*To do:* Reproduce the listing with every "performer" renamed to "dancer", leaving everything else unchanged.

(Position identification listing)
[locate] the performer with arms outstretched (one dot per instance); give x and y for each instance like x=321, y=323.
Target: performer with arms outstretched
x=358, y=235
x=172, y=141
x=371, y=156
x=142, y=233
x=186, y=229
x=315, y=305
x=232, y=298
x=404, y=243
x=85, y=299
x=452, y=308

*Solution to this task:*
[locate] the dancer with arms outstretched (one dot per instance); give x and y for each instance like x=321, y=323.
Target: dancer with arms outstretched
x=358, y=235
x=172, y=141
x=371, y=156
x=142, y=233
x=186, y=229
x=315, y=305
x=232, y=298
x=404, y=243
x=85, y=299
x=452, y=308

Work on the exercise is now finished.